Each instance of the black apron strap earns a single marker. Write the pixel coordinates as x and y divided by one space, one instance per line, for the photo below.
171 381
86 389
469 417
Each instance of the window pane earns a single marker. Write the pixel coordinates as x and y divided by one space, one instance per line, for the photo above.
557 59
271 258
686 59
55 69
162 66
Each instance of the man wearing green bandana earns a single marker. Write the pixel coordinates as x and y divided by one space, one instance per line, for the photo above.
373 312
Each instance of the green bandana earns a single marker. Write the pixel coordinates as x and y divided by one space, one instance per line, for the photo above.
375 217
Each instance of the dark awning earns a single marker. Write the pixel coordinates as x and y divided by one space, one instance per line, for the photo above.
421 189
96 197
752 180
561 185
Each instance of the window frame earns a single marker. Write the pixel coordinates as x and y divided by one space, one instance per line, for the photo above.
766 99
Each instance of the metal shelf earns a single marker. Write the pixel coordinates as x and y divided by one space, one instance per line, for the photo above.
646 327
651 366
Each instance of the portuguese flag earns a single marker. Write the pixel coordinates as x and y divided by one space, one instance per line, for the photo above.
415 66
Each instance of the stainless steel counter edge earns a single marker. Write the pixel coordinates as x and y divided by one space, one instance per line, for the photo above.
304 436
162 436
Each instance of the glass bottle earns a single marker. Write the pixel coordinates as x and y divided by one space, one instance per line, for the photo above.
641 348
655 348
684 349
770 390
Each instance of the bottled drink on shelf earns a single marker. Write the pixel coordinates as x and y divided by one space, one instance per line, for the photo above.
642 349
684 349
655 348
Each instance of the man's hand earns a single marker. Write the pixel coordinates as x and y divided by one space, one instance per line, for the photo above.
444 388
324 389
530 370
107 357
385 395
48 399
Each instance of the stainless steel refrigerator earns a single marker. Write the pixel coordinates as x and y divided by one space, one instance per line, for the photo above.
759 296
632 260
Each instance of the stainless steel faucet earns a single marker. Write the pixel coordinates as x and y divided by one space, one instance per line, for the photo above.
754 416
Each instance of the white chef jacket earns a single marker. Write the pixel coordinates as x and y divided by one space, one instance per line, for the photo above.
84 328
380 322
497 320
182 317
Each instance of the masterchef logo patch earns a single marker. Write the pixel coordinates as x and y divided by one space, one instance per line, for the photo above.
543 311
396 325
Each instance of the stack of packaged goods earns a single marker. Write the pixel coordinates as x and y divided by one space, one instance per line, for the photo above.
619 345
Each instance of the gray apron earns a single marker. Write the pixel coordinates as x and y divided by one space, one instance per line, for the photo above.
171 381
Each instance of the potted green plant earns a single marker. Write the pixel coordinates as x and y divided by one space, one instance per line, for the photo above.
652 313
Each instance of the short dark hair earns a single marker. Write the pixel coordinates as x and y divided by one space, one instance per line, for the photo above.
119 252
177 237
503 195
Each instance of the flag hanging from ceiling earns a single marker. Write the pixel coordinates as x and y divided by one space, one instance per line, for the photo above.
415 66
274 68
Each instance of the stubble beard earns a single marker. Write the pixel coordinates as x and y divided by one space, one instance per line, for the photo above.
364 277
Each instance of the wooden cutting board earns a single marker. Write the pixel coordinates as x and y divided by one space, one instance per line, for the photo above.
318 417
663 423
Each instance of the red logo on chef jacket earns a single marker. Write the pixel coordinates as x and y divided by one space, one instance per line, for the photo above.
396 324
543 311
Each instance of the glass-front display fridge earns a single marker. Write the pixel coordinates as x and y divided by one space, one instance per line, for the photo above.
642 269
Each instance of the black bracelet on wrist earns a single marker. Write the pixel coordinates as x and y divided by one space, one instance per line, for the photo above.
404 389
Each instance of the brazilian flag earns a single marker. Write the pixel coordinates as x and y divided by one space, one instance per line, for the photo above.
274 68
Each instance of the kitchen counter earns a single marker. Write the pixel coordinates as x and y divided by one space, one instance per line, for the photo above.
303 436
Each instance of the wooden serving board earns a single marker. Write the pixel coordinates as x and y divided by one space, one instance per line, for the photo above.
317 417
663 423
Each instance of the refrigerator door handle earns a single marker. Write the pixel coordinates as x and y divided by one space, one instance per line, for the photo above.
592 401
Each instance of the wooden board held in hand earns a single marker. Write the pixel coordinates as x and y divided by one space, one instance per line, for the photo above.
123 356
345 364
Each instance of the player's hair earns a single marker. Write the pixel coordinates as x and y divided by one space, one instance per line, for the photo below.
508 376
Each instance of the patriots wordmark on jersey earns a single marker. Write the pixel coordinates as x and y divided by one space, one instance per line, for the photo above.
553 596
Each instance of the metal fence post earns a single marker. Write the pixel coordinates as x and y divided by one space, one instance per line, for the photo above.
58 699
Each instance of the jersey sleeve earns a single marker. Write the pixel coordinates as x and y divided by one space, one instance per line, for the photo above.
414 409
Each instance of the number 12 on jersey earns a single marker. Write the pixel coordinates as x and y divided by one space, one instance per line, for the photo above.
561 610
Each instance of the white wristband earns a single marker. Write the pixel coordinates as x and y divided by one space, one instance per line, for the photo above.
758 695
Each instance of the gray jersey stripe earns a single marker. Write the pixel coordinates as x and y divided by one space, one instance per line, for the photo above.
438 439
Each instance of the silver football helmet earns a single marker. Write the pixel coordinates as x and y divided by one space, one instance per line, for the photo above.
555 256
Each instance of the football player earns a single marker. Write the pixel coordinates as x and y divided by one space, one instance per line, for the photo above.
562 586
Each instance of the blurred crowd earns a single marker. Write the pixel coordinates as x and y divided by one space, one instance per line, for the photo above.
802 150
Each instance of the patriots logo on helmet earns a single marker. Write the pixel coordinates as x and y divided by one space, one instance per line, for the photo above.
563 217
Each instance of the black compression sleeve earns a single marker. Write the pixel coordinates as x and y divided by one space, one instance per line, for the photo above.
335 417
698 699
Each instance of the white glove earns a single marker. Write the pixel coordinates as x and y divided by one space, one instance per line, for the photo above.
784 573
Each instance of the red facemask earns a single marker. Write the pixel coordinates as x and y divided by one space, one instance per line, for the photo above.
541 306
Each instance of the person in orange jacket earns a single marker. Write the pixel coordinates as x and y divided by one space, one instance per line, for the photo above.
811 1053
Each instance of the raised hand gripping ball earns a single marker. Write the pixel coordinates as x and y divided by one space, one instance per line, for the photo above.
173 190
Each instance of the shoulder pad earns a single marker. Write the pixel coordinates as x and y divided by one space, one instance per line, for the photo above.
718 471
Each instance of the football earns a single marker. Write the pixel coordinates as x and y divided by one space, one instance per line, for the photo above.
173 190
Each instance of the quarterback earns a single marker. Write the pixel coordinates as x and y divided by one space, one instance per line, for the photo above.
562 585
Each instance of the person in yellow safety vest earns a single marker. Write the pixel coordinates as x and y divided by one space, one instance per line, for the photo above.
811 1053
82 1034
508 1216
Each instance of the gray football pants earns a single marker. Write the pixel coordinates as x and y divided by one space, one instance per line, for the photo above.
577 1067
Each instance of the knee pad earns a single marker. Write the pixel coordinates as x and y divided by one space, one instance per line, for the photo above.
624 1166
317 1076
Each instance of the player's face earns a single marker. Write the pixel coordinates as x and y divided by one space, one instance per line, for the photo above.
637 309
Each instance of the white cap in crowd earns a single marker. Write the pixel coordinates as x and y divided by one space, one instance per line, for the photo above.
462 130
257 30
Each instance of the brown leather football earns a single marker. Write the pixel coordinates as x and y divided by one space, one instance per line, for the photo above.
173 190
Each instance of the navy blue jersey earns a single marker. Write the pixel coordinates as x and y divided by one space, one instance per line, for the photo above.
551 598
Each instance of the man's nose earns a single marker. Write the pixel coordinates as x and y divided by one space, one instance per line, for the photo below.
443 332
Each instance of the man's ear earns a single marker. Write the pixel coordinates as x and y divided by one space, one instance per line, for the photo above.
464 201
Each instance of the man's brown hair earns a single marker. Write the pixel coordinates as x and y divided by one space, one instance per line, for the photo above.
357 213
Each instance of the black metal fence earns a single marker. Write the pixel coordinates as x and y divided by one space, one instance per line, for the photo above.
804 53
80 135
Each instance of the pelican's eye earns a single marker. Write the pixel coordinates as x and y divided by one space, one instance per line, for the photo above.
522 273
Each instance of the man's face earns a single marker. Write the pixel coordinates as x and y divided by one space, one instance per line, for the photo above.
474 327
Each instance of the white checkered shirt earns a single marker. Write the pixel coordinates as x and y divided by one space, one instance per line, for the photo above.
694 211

Exercise goal ▸ Output the line holding "Each instance of the man's brown", then every later line through the end of the records above, exactly as given and nothing else.

Result ▸
Each instance of the man's brown hair earns a single marker. Write the pixel coordinates as x and y divided by one space, one instance per line, for the photo above.
357 213
Each instance of the black metal fence earns a single marker. Write the pixel coordinates as x and y divided by one space, one instance per line, for the photo above.
804 53
80 135
Each instance of the pelican's eye earns a single marker. Write the pixel coordinates as x and y divided by one space, one instance per line, for the photo above.
522 273
Each instance of the man's face earns a single marker. Write the pixel coordinates as x and y divided by one space, one instance per line, for the photo above.
474 327
Each instance of the white checkered shirt earns a single marker. Write the pixel coordinates as x and y divided by one space, one instance per line, for the photo above.
694 211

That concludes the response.